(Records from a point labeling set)
_ _ _ _ _

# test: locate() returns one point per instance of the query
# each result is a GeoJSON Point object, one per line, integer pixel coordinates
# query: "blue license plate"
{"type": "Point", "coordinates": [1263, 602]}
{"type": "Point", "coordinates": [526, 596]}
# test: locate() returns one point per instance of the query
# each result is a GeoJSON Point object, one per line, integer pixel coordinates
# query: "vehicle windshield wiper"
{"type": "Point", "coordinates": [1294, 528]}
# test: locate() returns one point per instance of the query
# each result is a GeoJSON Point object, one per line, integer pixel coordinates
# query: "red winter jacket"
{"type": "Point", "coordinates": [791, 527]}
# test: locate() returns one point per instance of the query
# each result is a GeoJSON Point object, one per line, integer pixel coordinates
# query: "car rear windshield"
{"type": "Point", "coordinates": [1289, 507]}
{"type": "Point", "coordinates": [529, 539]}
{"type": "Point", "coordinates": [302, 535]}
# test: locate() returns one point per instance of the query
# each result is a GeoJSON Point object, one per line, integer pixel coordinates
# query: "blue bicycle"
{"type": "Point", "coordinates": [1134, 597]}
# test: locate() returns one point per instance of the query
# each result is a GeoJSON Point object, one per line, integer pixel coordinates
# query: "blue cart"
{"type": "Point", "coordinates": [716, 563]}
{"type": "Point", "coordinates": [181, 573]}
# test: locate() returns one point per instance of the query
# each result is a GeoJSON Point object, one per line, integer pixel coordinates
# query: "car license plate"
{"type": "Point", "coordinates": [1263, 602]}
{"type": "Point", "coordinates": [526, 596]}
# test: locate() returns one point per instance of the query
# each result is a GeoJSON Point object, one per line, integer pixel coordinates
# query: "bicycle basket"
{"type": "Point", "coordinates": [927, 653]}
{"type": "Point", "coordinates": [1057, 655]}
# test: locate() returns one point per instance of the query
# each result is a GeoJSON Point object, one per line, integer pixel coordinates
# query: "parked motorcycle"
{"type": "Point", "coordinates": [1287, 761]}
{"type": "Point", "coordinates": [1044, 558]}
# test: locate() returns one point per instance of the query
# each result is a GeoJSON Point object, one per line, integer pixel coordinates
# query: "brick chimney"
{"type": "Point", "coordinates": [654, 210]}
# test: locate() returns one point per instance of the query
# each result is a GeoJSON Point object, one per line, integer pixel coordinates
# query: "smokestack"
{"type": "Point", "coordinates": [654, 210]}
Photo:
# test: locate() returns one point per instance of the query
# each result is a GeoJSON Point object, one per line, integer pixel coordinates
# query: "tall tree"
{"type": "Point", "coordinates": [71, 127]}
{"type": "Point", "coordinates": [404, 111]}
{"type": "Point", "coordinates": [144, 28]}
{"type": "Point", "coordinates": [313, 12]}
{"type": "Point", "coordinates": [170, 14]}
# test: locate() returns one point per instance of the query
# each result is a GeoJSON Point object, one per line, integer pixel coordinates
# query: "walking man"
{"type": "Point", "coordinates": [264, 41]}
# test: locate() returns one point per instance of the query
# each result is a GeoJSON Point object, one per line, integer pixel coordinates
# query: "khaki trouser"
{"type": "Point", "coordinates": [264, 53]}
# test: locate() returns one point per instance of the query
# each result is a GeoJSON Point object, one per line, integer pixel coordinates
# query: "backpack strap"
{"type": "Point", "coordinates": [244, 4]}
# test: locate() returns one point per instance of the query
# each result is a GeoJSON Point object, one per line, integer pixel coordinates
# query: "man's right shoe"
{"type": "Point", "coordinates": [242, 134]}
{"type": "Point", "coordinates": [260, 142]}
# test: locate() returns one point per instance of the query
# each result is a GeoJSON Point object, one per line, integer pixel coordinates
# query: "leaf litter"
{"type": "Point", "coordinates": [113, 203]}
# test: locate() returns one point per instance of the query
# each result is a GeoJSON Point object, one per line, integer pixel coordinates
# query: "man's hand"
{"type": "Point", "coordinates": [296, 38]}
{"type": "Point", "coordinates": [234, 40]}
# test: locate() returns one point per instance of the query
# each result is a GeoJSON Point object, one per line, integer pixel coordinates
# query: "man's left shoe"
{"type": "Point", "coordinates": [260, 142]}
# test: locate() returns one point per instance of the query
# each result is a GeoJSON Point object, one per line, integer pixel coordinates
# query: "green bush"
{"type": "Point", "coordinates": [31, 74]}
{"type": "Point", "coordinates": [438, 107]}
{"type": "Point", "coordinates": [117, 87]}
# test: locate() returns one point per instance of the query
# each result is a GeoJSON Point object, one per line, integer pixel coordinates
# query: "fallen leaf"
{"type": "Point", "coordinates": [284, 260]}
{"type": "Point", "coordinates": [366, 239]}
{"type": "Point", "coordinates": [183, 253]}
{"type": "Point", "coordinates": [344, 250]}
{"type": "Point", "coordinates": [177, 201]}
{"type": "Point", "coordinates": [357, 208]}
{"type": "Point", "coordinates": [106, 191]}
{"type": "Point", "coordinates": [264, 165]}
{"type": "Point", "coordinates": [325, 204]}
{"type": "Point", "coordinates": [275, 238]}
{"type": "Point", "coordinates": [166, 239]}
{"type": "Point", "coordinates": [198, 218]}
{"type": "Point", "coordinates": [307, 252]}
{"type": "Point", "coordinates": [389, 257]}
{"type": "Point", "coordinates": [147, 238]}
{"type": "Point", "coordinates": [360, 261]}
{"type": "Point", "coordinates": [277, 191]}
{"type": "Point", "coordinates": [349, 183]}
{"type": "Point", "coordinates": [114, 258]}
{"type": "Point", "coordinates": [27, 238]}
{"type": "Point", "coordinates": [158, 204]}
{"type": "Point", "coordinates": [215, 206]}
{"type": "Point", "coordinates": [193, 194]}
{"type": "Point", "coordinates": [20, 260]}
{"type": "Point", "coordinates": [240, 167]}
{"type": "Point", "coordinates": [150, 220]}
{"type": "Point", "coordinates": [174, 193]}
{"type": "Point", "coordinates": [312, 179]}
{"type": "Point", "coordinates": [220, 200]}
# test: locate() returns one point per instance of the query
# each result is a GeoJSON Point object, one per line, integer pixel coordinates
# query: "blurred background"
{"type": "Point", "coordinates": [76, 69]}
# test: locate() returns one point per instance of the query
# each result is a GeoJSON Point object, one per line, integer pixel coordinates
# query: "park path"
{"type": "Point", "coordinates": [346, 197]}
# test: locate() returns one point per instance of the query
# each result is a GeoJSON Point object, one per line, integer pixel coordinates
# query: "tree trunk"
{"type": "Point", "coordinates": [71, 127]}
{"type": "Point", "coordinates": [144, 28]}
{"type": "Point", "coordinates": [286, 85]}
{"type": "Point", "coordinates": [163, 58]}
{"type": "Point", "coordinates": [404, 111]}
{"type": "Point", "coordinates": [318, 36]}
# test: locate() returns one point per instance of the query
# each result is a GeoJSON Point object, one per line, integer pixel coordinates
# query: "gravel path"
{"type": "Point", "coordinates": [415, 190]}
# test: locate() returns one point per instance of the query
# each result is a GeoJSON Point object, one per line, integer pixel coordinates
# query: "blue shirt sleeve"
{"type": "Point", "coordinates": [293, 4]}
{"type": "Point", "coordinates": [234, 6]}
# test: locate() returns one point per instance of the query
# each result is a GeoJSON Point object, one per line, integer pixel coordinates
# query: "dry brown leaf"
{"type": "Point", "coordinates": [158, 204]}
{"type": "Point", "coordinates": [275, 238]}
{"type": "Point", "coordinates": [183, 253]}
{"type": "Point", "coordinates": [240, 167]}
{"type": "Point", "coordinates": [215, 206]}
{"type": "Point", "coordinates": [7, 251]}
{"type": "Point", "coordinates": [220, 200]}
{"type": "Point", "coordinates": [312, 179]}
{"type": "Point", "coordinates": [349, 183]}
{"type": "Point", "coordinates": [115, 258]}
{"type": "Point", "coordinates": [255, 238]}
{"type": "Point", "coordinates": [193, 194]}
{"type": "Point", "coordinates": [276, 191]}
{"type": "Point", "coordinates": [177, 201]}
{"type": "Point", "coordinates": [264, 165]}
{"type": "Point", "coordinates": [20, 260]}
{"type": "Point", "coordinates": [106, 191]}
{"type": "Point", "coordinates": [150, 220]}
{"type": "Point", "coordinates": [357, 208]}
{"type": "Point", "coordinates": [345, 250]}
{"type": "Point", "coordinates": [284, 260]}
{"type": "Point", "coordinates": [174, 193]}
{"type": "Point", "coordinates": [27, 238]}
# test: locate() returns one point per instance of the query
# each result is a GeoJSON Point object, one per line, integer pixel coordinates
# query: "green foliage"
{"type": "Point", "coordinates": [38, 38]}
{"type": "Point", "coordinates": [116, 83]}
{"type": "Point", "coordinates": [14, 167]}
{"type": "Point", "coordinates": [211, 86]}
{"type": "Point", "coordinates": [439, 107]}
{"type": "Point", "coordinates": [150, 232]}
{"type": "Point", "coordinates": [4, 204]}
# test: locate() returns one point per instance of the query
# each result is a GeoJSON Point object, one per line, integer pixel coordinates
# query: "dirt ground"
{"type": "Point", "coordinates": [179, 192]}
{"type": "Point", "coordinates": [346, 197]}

_ _ _ _ _

### GOAL
List each line of the items above that contains the string "green", copying every such line in full.

### ANSWER BELOW
# query: "green bush"
# query: "green foliage"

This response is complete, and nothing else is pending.